= EXERCISE DESCRIPTION =
Render every line of the entries below as a JSON list of strings, one string per line, omitting blank lines and leaving out the pictures.

— Begin MATERIAL FOR THIS TASK —

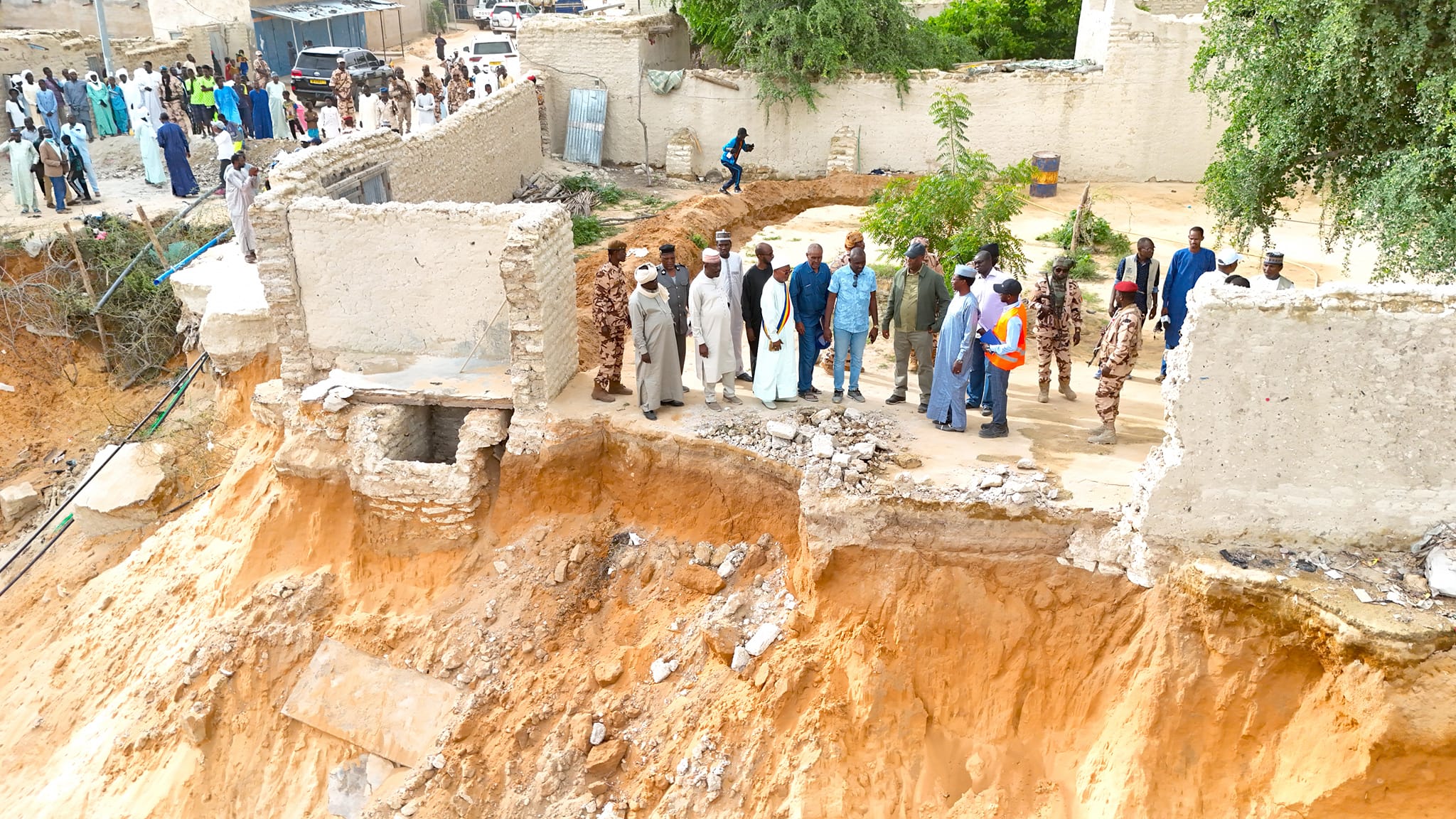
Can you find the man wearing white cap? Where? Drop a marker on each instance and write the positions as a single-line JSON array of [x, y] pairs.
[[660, 382], [733, 282], [1273, 277], [1228, 262], [711, 323]]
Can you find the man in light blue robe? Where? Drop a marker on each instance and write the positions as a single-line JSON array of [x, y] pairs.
[[953, 355], [1183, 273]]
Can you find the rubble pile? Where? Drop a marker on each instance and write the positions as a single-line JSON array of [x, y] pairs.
[[837, 448]]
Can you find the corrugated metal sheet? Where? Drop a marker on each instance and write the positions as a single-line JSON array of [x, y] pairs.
[[322, 9], [586, 122]]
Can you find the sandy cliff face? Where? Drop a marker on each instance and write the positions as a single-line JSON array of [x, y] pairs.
[[921, 669]]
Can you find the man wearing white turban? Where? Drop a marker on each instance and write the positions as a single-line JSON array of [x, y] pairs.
[[660, 379], [711, 321]]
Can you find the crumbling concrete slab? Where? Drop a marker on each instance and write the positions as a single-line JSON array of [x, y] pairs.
[[18, 500], [395, 713], [226, 291], [127, 493], [351, 784]]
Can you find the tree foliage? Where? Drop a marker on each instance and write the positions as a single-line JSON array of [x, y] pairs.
[[963, 206], [1012, 30], [793, 44], [1351, 100]]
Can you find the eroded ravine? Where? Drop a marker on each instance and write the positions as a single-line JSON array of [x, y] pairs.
[[932, 663]]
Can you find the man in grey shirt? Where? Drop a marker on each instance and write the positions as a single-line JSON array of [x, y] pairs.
[[675, 280]]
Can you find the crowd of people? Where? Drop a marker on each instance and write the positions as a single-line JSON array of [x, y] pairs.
[[54, 122], [967, 338]]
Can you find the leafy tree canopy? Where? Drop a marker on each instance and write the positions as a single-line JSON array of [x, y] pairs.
[[1353, 100], [963, 206], [793, 44], [1012, 30]]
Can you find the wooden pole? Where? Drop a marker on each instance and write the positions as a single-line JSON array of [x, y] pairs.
[[91, 294], [156, 245], [1076, 223]]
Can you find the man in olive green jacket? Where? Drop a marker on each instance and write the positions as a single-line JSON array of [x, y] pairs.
[[918, 301]]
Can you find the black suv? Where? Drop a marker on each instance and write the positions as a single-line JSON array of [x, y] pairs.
[[315, 68]]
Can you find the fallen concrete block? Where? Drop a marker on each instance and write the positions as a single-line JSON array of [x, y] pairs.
[[351, 784], [604, 758], [355, 697], [18, 500], [127, 493]]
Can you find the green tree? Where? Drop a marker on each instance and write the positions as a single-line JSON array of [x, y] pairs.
[[1012, 30], [1351, 100], [436, 18], [793, 44], [960, 208]]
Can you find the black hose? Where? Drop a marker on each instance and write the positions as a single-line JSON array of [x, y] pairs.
[[183, 381]]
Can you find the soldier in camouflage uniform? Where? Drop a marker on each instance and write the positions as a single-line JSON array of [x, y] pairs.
[[401, 101], [1115, 355], [344, 92], [437, 90], [609, 312], [1056, 306]]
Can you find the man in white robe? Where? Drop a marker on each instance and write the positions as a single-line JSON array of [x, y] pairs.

— End MATERIAL FOR THIS TASK —

= TASK RESPONSE =
[
  "Can you find the man wearing white cap? Where? Drop a marker on each instance and write the positions as a single-line JSON array of [x, y] pairs.",
  "[[660, 382], [733, 282], [1273, 277], [1228, 262], [711, 323]]",
  "Can you find the man in light blue robe? Where? Drop a marker on each instance and write the positions as a single-line JSON array of [x, y] pairs.",
  "[[953, 355], [1183, 273]]",
  "Can you find the rubble pile? Where? Drop a marker on each instance and write the positions as a single-line JSON array of [x, y] pairs.",
  "[[837, 448]]",
  "Can you find the corrugated metal sheet? Where? Drop a marker on each instance and write the positions as a single-line JSON array of [x, y] pairs.",
  "[[322, 9], [586, 122]]",
  "Can you find the sandy cliff face? Where? Drop a marker on each instance and write the positions as a single-line JSON array of [x, y] pairs.",
  "[[921, 669]]",
  "Can you find the man wearing white turban? Where? Drop a marker on each instance and write the positions as a single-line JSON array of [x, y] pairs.",
  "[[660, 379], [711, 321]]",
  "Can you find the crumbling concrete slab? Where? Drop a marker on each instance and write the positions as a single-line JSON array of [x, y] pairs.",
  "[[18, 500], [395, 713], [226, 291], [127, 493], [351, 784]]",
  "Can you find the tree foliage? Where? Drop a marker on each instance and write the positions as a single-line JSON array of [x, y] pairs.",
  "[[963, 206], [1012, 30], [793, 44], [1351, 100]]",
  "Can you find the eroded ravine? Where? Drop a marker on each instance and write the positions as a single-line JSON array of [x, y] pairs.",
  "[[932, 663]]",
  "Can you find the man in grey shirt? Where? Drop a marker on each instance and write the positions as a single-line JSON array of [x, y] pairs.",
  "[[675, 280]]",
  "Can you find the crowd of people? Where? Drop a marker on each instance and write the positions as a single-line JSON array of [x, y] pairs.",
  "[[54, 122], [967, 338]]",
  "Can you find the leafy tree canopy? Where? Drop a marker on each instance and write the positions as a single-line JSON array of [x, y] pairs.",
  "[[1353, 100], [963, 206], [793, 44], [1012, 30]]",
  "Can you find the wooden pole? Where? Drop a marker on each instance and write the positions as a single-line JSON array of [x, y] pairs.",
  "[[91, 294], [156, 245], [1076, 223]]",
  "Can you find the man in olive green jacket? Where? Drop a marker on each instance and write the positions as a single-line JSON array of [x, y] pairs.",
  "[[918, 301]]",
  "Can you find the black suv? Where? Drop a marker on each instance and write the positions as a single-line JSON array of [x, y] pairs.",
  "[[315, 68]]",
  "Can you find the fallen concrete block? Where? Drop a marker on each instance and write the positions as a single-line JSON array of [x, y] pairs.",
  "[[351, 784], [604, 758], [355, 697], [18, 500], [127, 493]]",
  "Can you find the green tree? Where? Drop a marker on each instance and write the positions as a single-line JSON array of [x, y] pairs.",
  "[[1012, 30], [1351, 100], [436, 18], [793, 44], [960, 208]]",
  "Can you find the black hose? Where? Drop a marker on each instance and write the positions as a single-line JSON array of [x, y] pairs.",
  "[[183, 381]]",
  "Can you find the soldier in camouflage uniform? Where? Drop a marker on each instance and write the positions as a single-line JSON array of [x, y] pairs.",
  "[[401, 101], [1115, 355], [344, 92], [437, 90], [609, 312], [1056, 306]]",
  "Can you find the man in white robe? Where? Drop a marker on each instance and write the positions as a single-line JSON array of [x, y] pairs."
]